─── Information ───

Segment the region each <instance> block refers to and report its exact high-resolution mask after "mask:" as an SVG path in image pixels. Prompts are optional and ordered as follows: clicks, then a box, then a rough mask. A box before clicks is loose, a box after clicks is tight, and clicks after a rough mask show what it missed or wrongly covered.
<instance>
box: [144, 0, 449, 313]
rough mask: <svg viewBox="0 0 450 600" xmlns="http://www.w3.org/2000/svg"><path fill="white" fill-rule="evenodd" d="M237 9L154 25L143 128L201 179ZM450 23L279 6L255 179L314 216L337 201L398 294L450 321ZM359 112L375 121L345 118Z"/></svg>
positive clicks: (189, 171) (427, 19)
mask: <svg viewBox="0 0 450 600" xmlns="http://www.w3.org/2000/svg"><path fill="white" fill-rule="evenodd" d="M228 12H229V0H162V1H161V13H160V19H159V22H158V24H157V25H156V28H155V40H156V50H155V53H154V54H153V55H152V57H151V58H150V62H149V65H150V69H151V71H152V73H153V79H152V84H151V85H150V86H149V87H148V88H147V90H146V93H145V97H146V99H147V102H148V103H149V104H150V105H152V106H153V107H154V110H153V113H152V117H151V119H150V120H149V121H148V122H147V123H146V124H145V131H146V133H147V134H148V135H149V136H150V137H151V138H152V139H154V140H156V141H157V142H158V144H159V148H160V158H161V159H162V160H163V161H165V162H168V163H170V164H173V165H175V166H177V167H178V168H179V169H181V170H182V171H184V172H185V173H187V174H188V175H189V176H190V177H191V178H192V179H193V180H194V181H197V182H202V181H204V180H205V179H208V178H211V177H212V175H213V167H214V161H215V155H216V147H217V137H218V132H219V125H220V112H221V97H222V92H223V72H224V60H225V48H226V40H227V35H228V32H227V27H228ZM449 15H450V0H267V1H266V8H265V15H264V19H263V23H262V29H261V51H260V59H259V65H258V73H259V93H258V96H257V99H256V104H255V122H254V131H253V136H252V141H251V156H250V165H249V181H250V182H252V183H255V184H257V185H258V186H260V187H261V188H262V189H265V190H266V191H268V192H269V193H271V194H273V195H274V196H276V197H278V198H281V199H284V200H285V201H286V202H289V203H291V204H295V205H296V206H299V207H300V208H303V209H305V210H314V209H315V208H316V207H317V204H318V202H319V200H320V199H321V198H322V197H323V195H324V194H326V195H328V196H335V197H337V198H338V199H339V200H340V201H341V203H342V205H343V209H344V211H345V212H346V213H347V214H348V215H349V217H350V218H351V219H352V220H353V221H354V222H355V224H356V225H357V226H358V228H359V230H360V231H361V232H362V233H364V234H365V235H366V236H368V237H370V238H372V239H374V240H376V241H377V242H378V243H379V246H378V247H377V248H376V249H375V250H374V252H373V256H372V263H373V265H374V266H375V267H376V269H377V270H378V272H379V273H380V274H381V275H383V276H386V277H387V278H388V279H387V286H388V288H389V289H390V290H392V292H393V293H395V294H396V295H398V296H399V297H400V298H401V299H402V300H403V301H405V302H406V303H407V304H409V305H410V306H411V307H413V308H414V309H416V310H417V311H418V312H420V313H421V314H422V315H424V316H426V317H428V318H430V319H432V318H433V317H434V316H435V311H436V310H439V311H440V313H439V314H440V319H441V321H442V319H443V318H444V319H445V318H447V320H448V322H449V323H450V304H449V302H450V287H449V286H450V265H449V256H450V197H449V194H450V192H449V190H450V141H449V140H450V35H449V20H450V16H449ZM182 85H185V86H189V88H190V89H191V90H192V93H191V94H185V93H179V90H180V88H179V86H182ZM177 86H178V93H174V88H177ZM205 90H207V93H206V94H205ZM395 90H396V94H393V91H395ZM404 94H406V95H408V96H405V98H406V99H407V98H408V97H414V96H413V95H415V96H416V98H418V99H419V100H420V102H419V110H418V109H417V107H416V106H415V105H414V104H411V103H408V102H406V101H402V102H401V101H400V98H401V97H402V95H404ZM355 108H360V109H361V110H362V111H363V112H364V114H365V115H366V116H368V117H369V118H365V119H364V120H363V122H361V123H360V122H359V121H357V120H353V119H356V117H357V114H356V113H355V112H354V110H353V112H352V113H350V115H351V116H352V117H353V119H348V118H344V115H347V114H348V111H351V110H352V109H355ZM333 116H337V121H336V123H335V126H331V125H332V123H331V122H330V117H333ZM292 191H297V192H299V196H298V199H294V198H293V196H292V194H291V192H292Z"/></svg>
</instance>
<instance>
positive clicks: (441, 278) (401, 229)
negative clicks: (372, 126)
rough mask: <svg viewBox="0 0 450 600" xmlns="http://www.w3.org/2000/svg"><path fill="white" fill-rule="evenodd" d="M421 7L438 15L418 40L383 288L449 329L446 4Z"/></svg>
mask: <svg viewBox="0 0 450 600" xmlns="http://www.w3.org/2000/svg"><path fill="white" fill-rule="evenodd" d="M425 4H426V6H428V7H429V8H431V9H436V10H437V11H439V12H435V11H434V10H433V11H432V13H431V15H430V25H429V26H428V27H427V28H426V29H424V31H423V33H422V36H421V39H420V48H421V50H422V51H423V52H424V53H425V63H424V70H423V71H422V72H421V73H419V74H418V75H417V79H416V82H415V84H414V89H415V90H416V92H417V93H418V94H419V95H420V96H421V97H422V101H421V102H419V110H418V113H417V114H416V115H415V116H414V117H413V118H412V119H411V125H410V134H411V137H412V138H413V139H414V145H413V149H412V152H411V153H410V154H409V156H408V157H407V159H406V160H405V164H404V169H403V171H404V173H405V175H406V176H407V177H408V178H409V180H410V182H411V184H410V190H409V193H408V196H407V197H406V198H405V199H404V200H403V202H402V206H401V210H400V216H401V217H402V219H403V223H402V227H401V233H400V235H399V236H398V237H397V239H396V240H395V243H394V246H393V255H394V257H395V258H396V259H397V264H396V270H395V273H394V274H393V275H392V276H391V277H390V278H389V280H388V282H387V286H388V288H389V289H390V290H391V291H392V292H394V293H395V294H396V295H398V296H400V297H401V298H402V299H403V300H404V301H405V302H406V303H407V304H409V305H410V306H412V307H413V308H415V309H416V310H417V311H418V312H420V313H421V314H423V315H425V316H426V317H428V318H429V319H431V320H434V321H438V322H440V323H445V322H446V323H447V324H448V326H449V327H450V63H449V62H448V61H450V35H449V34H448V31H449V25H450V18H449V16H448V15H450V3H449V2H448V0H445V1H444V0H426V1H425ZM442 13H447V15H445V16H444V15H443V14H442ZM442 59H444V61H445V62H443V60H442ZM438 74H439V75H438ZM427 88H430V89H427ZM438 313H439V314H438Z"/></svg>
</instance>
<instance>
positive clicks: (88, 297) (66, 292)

───

→ Exercise aim
Output the first line of the entries above and every line after it, exactly as written, ending with the line that contains "9L154 25L143 128L201".

→ Answer to the exercise
Segment the region each <instance> block refers to and report its exact high-resolution mask after "mask:" as an SVG path in image pixels. Prompts are optional and ordered as follows: clicks, then a box, then a rough mask. A box before clicks is loose, a box after clicks is tight, and clicks after a rough mask show what it missed or wrongly covered.
<instance>
box: [144, 0, 449, 313]
rough mask: <svg viewBox="0 0 450 600" xmlns="http://www.w3.org/2000/svg"><path fill="white" fill-rule="evenodd" d="M237 9L154 25L143 128L201 179ZM450 23L279 6L255 179L314 216L337 201L398 294L450 321ZM359 112L375 121L345 118Z"/></svg>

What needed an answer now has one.